Rewrite all the entries below as a numbered list, one line per item, and drop any blank lines.

···

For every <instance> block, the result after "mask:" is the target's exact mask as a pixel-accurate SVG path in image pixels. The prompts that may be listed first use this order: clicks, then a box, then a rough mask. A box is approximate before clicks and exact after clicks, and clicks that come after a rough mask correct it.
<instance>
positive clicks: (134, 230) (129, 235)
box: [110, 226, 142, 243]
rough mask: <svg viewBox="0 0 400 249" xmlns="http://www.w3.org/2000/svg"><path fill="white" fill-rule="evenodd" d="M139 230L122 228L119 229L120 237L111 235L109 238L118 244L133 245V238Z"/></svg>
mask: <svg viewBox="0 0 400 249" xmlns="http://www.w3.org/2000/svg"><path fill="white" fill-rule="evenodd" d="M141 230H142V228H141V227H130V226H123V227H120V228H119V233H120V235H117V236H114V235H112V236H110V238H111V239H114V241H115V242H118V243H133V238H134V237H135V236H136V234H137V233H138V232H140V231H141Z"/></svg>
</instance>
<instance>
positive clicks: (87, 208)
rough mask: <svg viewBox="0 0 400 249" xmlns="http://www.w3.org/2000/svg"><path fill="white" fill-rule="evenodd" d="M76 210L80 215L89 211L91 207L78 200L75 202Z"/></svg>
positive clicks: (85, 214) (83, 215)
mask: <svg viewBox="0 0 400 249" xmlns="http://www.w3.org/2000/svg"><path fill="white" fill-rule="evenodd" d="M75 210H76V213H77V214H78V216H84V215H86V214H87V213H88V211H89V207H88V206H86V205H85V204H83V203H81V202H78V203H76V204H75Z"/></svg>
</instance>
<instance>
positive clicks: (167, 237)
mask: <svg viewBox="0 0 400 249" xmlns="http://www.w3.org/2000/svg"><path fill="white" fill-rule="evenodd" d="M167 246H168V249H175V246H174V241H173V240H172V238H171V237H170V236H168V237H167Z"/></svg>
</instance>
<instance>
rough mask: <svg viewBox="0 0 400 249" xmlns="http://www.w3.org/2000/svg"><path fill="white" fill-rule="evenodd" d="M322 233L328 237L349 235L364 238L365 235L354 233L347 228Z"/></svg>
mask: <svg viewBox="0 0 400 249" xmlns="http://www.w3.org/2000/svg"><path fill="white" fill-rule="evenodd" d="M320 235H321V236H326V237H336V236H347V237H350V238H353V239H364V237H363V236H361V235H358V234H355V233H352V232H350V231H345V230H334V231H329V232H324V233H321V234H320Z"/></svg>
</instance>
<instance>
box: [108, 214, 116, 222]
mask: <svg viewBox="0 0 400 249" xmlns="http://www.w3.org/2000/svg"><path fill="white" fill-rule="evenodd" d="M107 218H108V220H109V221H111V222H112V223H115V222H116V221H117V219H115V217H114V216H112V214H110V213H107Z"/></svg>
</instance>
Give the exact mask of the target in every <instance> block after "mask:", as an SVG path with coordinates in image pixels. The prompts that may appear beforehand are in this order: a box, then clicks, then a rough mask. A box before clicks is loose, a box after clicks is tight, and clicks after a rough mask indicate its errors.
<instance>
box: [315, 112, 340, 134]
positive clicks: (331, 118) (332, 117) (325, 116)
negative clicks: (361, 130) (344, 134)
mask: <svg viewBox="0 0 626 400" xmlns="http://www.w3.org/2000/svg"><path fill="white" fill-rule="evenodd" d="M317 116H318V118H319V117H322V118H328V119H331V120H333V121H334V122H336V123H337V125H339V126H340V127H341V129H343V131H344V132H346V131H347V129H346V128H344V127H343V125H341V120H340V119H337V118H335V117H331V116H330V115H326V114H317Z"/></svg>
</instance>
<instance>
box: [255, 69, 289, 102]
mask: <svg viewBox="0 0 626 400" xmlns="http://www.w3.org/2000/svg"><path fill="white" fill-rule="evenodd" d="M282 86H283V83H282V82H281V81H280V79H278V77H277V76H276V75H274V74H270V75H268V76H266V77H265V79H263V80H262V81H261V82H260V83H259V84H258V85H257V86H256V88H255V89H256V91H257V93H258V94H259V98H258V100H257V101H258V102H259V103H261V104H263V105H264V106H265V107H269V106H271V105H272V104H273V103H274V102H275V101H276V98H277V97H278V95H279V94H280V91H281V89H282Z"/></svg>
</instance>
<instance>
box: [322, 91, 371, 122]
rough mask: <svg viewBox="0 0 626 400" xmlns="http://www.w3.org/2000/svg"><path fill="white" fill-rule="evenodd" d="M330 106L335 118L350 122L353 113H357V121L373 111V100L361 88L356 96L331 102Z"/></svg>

···

§ **Task solution**
1. For every <instance> block, the result after "mask:" is the target's exact mask as a pixel-accurate SVG path in image pixels. The prompts that may be listed first use this order: clicks, then a box, then a rough mask. A box is approximate before clicks and exact after clicks, and clicks that come after a rough mask correct it.
2. <instance>
3. positive clicks: (134, 230) (129, 235)
4. box: [110, 226, 142, 243]
5. rough mask: <svg viewBox="0 0 400 249" xmlns="http://www.w3.org/2000/svg"><path fill="white" fill-rule="evenodd" d="M139 230L122 228L119 229L120 237L111 235L109 238L118 244L133 245V238Z"/></svg>
6. mask: <svg viewBox="0 0 400 249" xmlns="http://www.w3.org/2000/svg"><path fill="white" fill-rule="evenodd" d="M141 230H142V228H141V227H130V226H123V227H120V228H119V233H120V235H117V236H114V235H112V236H110V238H111V239H114V241H115V242H118V243H133V238H134V237H135V236H136V234H137V233H138V232H140V231H141Z"/></svg>
7. </instance>
8. <instance>
9. positive clicks: (87, 208)
10. rough mask: <svg viewBox="0 0 400 249" xmlns="http://www.w3.org/2000/svg"><path fill="white" fill-rule="evenodd" d="M76 210L80 215L89 211L91 207L78 200L75 202Z"/></svg>
11. positive clicks: (85, 214) (83, 215)
12. mask: <svg viewBox="0 0 400 249" xmlns="http://www.w3.org/2000/svg"><path fill="white" fill-rule="evenodd" d="M75 210H76V213H77V214H78V216H84V215H86V214H87V213H88V211H89V207H88V206H86V205H85V204H83V203H81V202H78V203H76V204H75Z"/></svg>
13. </instance>
14. <instance>
15. positive clicks: (167, 237)
16. mask: <svg viewBox="0 0 400 249" xmlns="http://www.w3.org/2000/svg"><path fill="white" fill-rule="evenodd" d="M167 246H168V249H175V246H174V241H173V240H172V238H171V237H170V236H168V237H167Z"/></svg>
17. </instance>
18. <instance>
19. rough mask: <svg viewBox="0 0 400 249" xmlns="http://www.w3.org/2000/svg"><path fill="white" fill-rule="evenodd" d="M322 233L328 237L349 235L364 238L365 235L354 233L347 228Z"/></svg>
20. mask: <svg viewBox="0 0 400 249" xmlns="http://www.w3.org/2000/svg"><path fill="white" fill-rule="evenodd" d="M320 235H321V236H326V237H336V236H347V237H350V238H353V239H364V237H363V236H361V235H358V234H355V233H352V232H350V231H345V230H334V231H329V232H324V233H321V234H320Z"/></svg>
21. </instance>
22. <instance>
23. box: [108, 214, 116, 222]
24. mask: <svg viewBox="0 0 400 249" xmlns="http://www.w3.org/2000/svg"><path fill="white" fill-rule="evenodd" d="M107 218H108V220H109V221H111V222H112V223H115V222H116V221H117V219H115V217H114V216H112V214H110V213H107Z"/></svg>
25. </instance>
26. Give the exact mask of the target in every <instance> block after "mask:", as an SVG path with coordinates in image pixels. The prompts that may appear beforehand are in this order: a box, then clicks, then a rough mask. A box before clicks is loose, a box after clicks is tight, and clicks after a rough mask indicate its errors.
27. <instance>
28. box: [315, 112, 340, 134]
29. positive clicks: (331, 118) (332, 117) (325, 116)
30. negative clicks: (361, 130) (344, 134)
31. mask: <svg viewBox="0 0 626 400" xmlns="http://www.w3.org/2000/svg"><path fill="white" fill-rule="evenodd" d="M317 116H318V118H319V117H322V118H328V119H331V120H333V121H334V122H336V123H337V125H339V126H340V127H341V129H343V131H344V132H346V131H347V129H346V128H344V127H343V125H341V120H340V119H337V118H335V117H331V116H330V115H326V114H317Z"/></svg>
32. </instance>
33. <instance>
34. box: [255, 69, 289, 102]
35. mask: <svg viewBox="0 0 626 400" xmlns="http://www.w3.org/2000/svg"><path fill="white" fill-rule="evenodd" d="M282 86H283V83H282V82H281V81H280V79H278V77H277V76H276V75H274V74H270V75H268V76H266V77H265V79H263V80H262V81H261V82H260V83H259V84H258V85H257V86H256V88H255V89H256V91H257V93H258V94H259V98H258V100H257V101H258V102H259V103H261V104H263V105H264V106H265V107H269V106H271V105H272V104H273V103H274V102H275V101H276V98H277V97H278V95H279V94H280V91H281V89H282Z"/></svg>
36. </instance>
37. <instance>
38. box: [322, 91, 371, 122]
39. rough mask: <svg viewBox="0 0 626 400" xmlns="http://www.w3.org/2000/svg"><path fill="white" fill-rule="evenodd" d="M330 106L335 118L350 122L353 113H357V121L373 111V100L361 88L356 96L331 102Z"/></svg>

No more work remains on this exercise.